Point-based annotation data:
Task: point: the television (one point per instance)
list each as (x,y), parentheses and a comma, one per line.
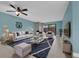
(67,29)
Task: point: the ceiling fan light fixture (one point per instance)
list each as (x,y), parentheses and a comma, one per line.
(18,13)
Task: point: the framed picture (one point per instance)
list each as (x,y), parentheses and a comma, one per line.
(19,25)
(67,29)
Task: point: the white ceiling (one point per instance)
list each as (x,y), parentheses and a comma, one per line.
(38,11)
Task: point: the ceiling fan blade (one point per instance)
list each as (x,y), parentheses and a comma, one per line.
(24,9)
(18,9)
(10,11)
(24,14)
(12,6)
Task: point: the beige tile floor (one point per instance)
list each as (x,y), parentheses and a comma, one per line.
(55,51)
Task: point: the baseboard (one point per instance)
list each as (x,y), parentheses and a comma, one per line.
(75,55)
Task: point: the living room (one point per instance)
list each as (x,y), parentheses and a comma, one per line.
(39,29)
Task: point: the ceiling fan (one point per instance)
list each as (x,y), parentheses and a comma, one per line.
(18,10)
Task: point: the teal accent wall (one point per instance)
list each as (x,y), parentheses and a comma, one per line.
(72,15)
(10,21)
(75,28)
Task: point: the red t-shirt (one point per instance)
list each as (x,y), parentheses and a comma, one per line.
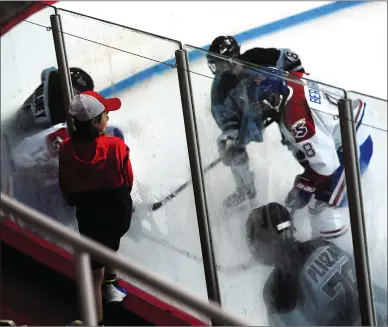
(101,165)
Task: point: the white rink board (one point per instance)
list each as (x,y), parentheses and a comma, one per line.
(168,240)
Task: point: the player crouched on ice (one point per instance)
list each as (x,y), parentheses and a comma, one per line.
(95,176)
(307,119)
(313,282)
(233,140)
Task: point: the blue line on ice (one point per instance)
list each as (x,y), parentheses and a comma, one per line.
(251,34)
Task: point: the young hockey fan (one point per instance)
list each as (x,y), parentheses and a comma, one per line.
(313,282)
(95,176)
(227,77)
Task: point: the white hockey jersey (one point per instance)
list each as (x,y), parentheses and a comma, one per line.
(310,123)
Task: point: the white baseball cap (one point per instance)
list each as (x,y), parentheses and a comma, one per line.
(89,104)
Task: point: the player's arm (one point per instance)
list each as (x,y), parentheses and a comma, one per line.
(225,112)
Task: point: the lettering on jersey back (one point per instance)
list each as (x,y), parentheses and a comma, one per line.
(314,92)
(318,268)
(299,128)
(333,271)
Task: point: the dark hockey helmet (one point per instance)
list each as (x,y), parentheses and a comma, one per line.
(81,80)
(224,45)
(268,228)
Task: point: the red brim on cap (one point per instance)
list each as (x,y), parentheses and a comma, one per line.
(112,104)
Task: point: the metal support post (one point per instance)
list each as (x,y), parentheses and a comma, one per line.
(87,297)
(63,69)
(353,186)
(197,178)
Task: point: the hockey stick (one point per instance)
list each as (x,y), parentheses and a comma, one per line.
(157,205)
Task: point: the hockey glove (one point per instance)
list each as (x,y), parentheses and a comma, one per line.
(301,193)
(227,142)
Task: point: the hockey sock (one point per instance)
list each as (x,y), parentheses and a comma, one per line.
(110,279)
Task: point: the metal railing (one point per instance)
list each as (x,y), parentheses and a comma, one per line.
(85,247)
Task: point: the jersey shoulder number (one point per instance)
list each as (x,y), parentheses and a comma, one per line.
(297,116)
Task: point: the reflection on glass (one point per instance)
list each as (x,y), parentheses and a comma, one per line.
(139,69)
(296,166)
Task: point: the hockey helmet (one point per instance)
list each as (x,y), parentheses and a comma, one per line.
(81,80)
(223,45)
(268,228)
(267,89)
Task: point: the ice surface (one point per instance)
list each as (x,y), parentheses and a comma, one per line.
(167,240)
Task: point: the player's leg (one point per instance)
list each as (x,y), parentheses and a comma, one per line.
(112,290)
(328,209)
(236,157)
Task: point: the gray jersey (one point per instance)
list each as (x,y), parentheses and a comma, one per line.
(321,289)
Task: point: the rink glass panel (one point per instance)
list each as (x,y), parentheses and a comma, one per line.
(26,50)
(374,191)
(167,240)
(241,277)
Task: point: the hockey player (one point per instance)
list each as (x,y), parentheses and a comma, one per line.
(313,282)
(308,120)
(227,77)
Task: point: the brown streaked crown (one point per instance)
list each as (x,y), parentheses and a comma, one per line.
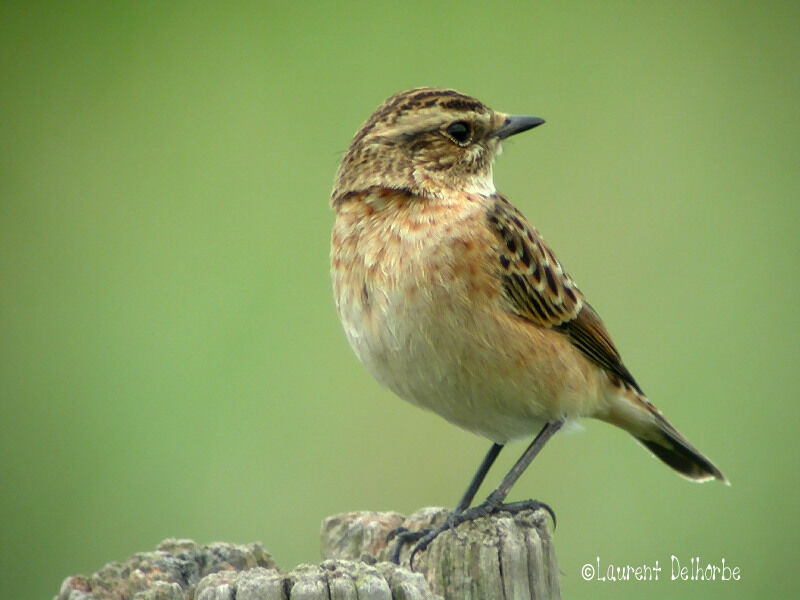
(425,141)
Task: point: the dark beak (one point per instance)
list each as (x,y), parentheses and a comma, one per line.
(514,125)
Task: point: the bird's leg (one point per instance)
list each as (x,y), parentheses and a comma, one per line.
(404,536)
(494,503)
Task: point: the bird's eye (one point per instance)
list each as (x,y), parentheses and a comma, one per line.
(460,132)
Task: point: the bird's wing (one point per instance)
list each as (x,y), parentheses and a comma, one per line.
(536,288)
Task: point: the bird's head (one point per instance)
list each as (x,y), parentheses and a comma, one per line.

_WHAT THE EXERCISE ASKS_
Extract exactly the lines from the one containing "Task: point: the hockey player" through the last line of the records above, both included, and leave out the pictures.

_REPLY_
Task: point: the hockey player (one point per instance)
list each as (x,y), parentheses and a comma, one per line.
(313,282)
(308,120)
(227,77)
Task: point: the brown streaked crown (one point per instance)
list each as (x,y), parentheses and a comma, one per line.
(425,141)
Task: point: the dark beak (one point per instance)
list each as (x,y), parentheses and a comma, one per line.
(514,125)
Task: point: the bird's leg (one point per instance)
list each as (x,y), parentheses and a comma, one per line.
(404,536)
(494,503)
Task: point: the bird's eye (one point per instance)
list each as (x,y), parentheses and a comma, one per line.
(460,132)
Task: point: the bird's wing (one point per instance)
list each as (x,y), parentheses and a comma, one per line.
(536,288)
Task: point: the bird's head (one point per instance)
list each as (x,y), parentheses and a comma, one per line.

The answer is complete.